### WHAT IS BEING ASKED:
Beginning with the line that contains "Target: cluster of green buds", reproduce every line through the end of the records below exactly, and leave the pictures out.

-- Opening Marker --

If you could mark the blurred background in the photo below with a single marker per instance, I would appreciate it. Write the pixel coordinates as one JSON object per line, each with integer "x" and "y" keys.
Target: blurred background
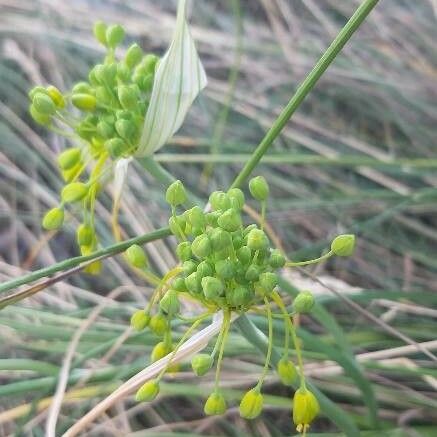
{"x": 359, "y": 156}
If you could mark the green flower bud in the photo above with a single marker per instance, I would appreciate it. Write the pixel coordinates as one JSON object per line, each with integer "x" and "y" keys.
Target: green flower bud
{"x": 201, "y": 364}
{"x": 204, "y": 269}
{"x": 215, "y": 405}
{"x": 158, "y": 324}
{"x": 183, "y": 251}
{"x": 159, "y": 351}
{"x": 126, "y": 129}
{"x": 56, "y": 96}
{"x": 189, "y": 267}
{"x": 139, "y": 320}
{"x": 84, "y": 102}
{"x": 169, "y": 303}
{"x": 237, "y": 198}
{"x": 257, "y": 239}
{"x": 244, "y": 254}
{"x": 276, "y": 260}
{"x": 230, "y": 220}
{"x": 137, "y": 257}
{"x": 175, "y": 194}
{"x": 212, "y": 287}
{"x": 148, "y": 391}
{"x": 303, "y": 302}
{"x": 201, "y": 246}
{"x": 220, "y": 239}
{"x": 343, "y": 245}
{"x": 99, "y": 31}
{"x": 133, "y": 55}
{"x": 251, "y": 405}
{"x": 268, "y": 281}
{"x": 238, "y": 297}
{"x": 305, "y": 409}
{"x": 41, "y": 119}
{"x": 53, "y": 219}
{"x": 225, "y": 269}
{"x": 114, "y": 35}
{"x": 128, "y": 96}
{"x": 43, "y": 104}
{"x": 85, "y": 235}
{"x": 192, "y": 282}
{"x": 69, "y": 158}
{"x": 259, "y": 188}
{"x": 287, "y": 371}
{"x": 116, "y": 147}
{"x": 74, "y": 192}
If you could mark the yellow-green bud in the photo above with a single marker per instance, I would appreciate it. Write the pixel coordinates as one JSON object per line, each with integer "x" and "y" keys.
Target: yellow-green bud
{"x": 251, "y": 405}
{"x": 53, "y": 219}
{"x": 148, "y": 391}
{"x": 259, "y": 188}
{"x": 305, "y": 409}
{"x": 175, "y": 194}
{"x": 114, "y": 35}
{"x": 303, "y": 302}
{"x": 215, "y": 404}
{"x": 56, "y": 96}
{"x": 343, "y": 245}
{"x": 286, "y": 371}
{"x": 158, "y": 324}
{"x": 136, "y": 256}
{"x": 133, "y": 55}
{"x": 85, "y": 235}
{"x": 69, "y": 158}
{"x": 74, "y": 192}
{"x": 230, "y": 220}
{"x": 201, "y": 364}
{"x": 139, "y": 320}
{"x": 159, "y": 351}
{"x": 99, "y": 31}
{"x": 44, "y": 104}
{"x": 85, "y": 102}
{"x": 169, "y": 303}
{"x": 257, "y": 239}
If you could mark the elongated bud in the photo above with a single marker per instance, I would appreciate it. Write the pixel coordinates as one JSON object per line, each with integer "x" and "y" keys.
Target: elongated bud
{"x": 259, "y": 188}
{"x": 303, "y": 302}
{"x": 53, "y": 219}
{"x": 148, "y": 391}
{"x": 139, "y": 320}
{"x": 201, "y": 246}
{"x": 44, "y": 104}
{"x": 69, "y": 158}
{"x": 251, "y": 405}
{"x": 305, "y": 409}
{"x": 215, "y": 405}
{"x": 85, "y": 102}
{"x": 74, "y": 192}
{"x": 230, "y": 220}
{"x": 136, "y": 256}
{"x": 99, "y": 31}
{"x": 114, "y": 35}
{"x": 286, "y": 371}
{"x": 133, "y": 55}
{"x": 343, "y": 245}
{"x": 169, "y": 303}
{"x": 175, "y": 194}
{"x": 257, "y": 239}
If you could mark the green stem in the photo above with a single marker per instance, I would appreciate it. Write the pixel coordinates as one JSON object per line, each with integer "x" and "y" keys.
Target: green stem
{"x": 307, "y": 85}
{"x": 73, "y": 262}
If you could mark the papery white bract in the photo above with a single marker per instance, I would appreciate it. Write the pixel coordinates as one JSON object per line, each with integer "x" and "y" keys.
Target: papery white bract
{"x": 179, "y": 78}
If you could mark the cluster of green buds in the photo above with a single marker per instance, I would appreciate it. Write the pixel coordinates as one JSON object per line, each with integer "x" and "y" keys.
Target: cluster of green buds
{"x": 230, "y": 267}
{"x": 103, "y": 117}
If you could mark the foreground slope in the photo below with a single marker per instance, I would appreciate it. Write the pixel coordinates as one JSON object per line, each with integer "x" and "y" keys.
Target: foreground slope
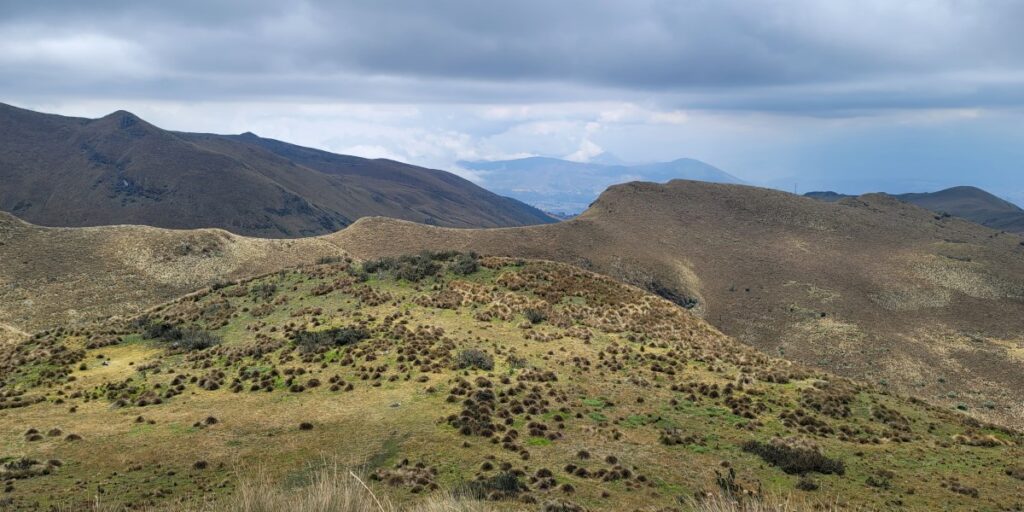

-- Closing Marker --

### OUTPUT FOR THIS TASK:
Target: cluster of green buds
{"x": 230, "y": 267}
{"x": 103, "y": 117}
If you could mark the foreground slope in the photo below with a single marker per instance, I would appreciate it. Write the pixel coordinates as one JSON object per line, each with integer "x" and "y" keys.
Target: foreground slope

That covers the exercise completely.